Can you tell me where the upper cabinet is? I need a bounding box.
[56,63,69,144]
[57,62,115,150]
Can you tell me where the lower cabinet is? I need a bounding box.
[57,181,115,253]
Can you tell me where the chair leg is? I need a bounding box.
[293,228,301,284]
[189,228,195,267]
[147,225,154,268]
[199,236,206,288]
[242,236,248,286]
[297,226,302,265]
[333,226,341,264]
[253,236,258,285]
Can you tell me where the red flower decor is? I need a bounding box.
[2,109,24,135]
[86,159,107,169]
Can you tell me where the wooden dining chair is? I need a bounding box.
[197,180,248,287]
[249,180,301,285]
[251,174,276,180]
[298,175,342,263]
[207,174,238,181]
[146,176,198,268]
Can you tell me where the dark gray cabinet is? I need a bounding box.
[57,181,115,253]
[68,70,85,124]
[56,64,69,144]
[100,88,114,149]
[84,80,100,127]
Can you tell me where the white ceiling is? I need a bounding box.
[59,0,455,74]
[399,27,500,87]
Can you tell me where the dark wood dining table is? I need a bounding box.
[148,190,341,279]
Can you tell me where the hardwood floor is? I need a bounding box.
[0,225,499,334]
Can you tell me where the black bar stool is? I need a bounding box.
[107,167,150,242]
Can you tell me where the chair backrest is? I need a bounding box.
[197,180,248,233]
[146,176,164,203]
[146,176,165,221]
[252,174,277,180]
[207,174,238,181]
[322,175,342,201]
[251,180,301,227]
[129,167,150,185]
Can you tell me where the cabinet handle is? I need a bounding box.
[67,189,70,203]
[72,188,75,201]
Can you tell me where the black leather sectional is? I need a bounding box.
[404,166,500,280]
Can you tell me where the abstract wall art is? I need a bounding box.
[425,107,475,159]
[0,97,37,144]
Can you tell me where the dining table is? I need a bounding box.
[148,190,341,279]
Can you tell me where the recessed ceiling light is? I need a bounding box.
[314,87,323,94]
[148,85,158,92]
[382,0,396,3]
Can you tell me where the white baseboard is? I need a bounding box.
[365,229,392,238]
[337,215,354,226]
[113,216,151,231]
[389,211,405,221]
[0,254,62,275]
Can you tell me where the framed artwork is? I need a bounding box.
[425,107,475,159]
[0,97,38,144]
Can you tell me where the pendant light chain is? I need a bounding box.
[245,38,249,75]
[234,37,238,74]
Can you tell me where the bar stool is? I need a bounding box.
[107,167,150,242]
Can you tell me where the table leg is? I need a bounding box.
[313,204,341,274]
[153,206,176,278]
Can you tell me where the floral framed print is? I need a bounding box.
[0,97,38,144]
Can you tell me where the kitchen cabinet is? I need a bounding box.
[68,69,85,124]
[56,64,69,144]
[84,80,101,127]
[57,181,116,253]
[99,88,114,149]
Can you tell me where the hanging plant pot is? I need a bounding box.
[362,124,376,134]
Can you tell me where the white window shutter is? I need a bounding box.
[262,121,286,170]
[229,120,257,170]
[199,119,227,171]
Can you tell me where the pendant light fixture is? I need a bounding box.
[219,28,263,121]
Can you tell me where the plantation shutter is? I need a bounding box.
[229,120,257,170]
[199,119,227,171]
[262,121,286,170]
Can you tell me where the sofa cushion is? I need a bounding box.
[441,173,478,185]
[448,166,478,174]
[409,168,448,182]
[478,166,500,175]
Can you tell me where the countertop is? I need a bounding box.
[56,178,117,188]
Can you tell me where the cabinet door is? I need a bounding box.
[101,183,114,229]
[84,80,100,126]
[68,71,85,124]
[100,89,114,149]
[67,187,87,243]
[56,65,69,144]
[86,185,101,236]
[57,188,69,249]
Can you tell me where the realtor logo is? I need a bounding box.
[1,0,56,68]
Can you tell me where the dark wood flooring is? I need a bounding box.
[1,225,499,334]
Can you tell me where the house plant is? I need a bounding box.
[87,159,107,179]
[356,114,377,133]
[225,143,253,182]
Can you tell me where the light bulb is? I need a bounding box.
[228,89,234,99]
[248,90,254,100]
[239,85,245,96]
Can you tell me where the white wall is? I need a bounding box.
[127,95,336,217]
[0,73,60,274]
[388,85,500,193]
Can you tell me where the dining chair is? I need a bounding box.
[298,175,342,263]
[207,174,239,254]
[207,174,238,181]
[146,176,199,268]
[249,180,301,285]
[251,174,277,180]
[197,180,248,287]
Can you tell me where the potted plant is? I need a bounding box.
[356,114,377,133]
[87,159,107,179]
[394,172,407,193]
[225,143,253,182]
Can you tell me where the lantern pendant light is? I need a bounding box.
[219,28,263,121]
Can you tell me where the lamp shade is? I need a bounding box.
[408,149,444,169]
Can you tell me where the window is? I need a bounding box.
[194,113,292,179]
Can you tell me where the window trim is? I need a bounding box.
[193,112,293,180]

**Description of the task:**
Reproduce the entries above exactly.

**Response:**
Can you tell me where the upper cabinet is? I need a bounding box.
[56,63,69,144]
[57,62,115,150]
Can you tell me where the lower cabinet is? I need a bounding box.
[57,181,115,253]
Can you tell me where the chair leg is? I need a bounding box.
[293,228,301,284]
[189,228,195,267]
[147,225,154,268]
[199,236,206,288]
[242,236,248,286]
[297,226,302,265]
[333,226,341,264]
[253,236,258,285]
Can you tell me where the red flower decor is? I need a bounding box.
[2,109,24,135]
[86,159,107,169]
Can you tell me where the wooden dining chair is? I need a bounding box.
[197,180,248,287]
[249,180,301,285]
[251,174,276,180]
[298,175,342,263]
[207,174,238,181]
[146,176,198,268]
Can you tell me where the dark gray cabinet is? I need a bounding box.
[57,181,115,253]
[68,70,85,124]
[56,64,69,144]
[100,88,114,149]
[84,80,100,127]
Can you tell me where the white ceiling is? I need a bounding box.
[59,0,455,74]
[399,27,500,87]
Can you tell me where the dark wood dining table is? I need a bounding box.
[148,190,341,279]
Can you tell me where the hardwood floor is? I need a bounding box.
[0,225,499,334]
Can you tell me where the black bar stool is? I need a bounding box.
[107,167,150,242]
Can you tell me where the chair backrest is? I need a bounding box.
[197,180,248,233]
[146,176,164,203]
[146,176,165,221]
[252,174,277,180]
[207,174,238,181]
[322,175,342,201]
[251,180,301,227]
[129,167,150,185]
Can you tell me where the cabinet handle is? I need a bounding box.
[67,189,70,203]
[72,188,75,201]
Can you tell me where the black leather sectional is? I need a bounding box.
[404,166,500,280]
Can you tell me where the abstract wall art is? I need a bounding box.
[425,107,475,159]
[0,97,37,144]
Can you tell me where the dining table is? I need a bounding box.
[148,190,341,279]
Can you tell me where the recessed ceiling light is? I need a bounding box.
[314,87,323,94]
[148,85,158,92]
[382,0,396,3]
Can you tell me where the white baseboard is? I need a bounding box.
[365,229,392,238]
[337,215,354,226]
[113,216,151,231]
[389,211,405,221]
[0,254,62,275]
Can you tell me where the framed artwork is? I need a bounding box.
[425,107,475,159]
[0,97,38,144]
Can you tell me where the pendant light chain is? I need a bounding box.
[245,38,249,75]
[234,37,238,74]
Can you tell me where the bar stool is? I need a bounding box.
[107,167,150,242]
Can you tell me where the table leg is? I need a bounding box.
[313,204,341,274]
[153,206,176,278]
Can you tell me where the floral framed print is? I need a bounding box.
[0,97,38,144]
Can you tell me where the kitchen cabinet is? I need a bounding box.
[68,69,85,124]
[56,64,69,144]
[84,80,101,127]
[57,181,116,253]
[99,88,114,149]
Can you tell me where the hanging plant pot is? I need a bounding box.
[362,124,376,134]
Can you tell me where the white window shutter is? I need a bounding box.
[262,121,286,170]
[229,120,257,170]
[199,119,227,171]
Can you tell me where the pendant light fixture is? I need a bounding box.
[219,28,263,121]
Can you tell me where the plantation shutter is? I need a bounding box.
[229,120,257,170]
[199,119,227,171]
[262,121,286,170]
Can you tell me where the sofa cushion is? I need a bounding box.
[441,173,478,185]
[448,166,478,174]
[409,168,448,182]
[478,166,500,175]
Can you tell me where the countertop is? I need a bounding box.
[56,178,117,188]
Can you tell me where the cabinet door is? I need a bounding box.
[101,183,114,229]
[84,80,100,126]
[68,71,85,124]
[100,89,114,149]
[67,187,87,243]
[56,65,69,144]
[86,185,101,236]
[57,188,69,249]
Can you tell me where the realtor logo is? I need a bounding box.
[1,0,56,68]
Can you tell me where the dark wood flooring is? I need a bounding box.
[1,225,499,334]
Can you tell me where the house plant is? I need a bounding box.
[87,159,107,179]
[356,114,377,133]
[225,143,253,182]
Can you tell me where the light bulb is? I need a bounding box.
[228,89,234,99]
[248,90,254,100]
[239,85,245,96]
Can you tell me where the white wall is? I need a bounding box.
[127,95,336,217]
[0,73,60,274]
[388,85,500,193]
Can you tell me where the dining chair is? I need a bounding box.
[298,175,342,263]
[207,174,239,254]
[207,174,238,181]
[146,176,199,268]
[249,180,301,285]
[251,174,277,180]
[197,180,248,287]
Can you tell me where the potted plant is? I need a bounding box.
[356,114,377,133]
[87,159,107,179]
[394,172,407,193]
[225,143,253,182]
Can you tell me where the lantern pendant light is? I need a bounding box.
[219,28,263,121]
Can you tell me where the lamp shade is? I need a bounding box.
[408,149,444,169]
Can you tell me where the window is? I need a bounding box.
[194,113,292,179]
Can you tell me where the window trim is? I need a bounding box.
[193,112,293,180]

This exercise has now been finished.